WORK INSTRUCTIONS: State only how many lines below include the string "query".

RECORDS FOR THIS TASK:
::::

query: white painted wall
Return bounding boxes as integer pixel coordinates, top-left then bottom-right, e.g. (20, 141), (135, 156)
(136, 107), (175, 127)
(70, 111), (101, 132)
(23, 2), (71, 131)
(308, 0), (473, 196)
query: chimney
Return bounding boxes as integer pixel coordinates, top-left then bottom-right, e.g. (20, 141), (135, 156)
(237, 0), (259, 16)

::::

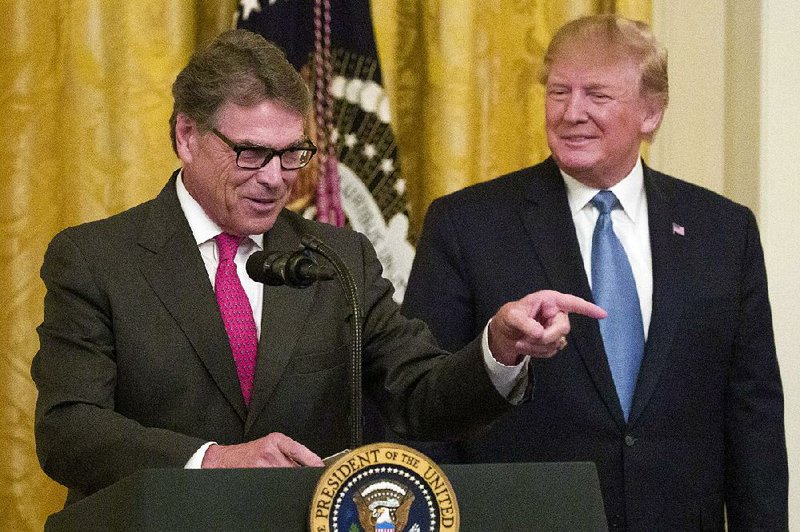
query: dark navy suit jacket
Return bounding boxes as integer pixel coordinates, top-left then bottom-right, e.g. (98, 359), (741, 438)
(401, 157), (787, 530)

::::

SOLUTION TO THIS PROBLEM: 3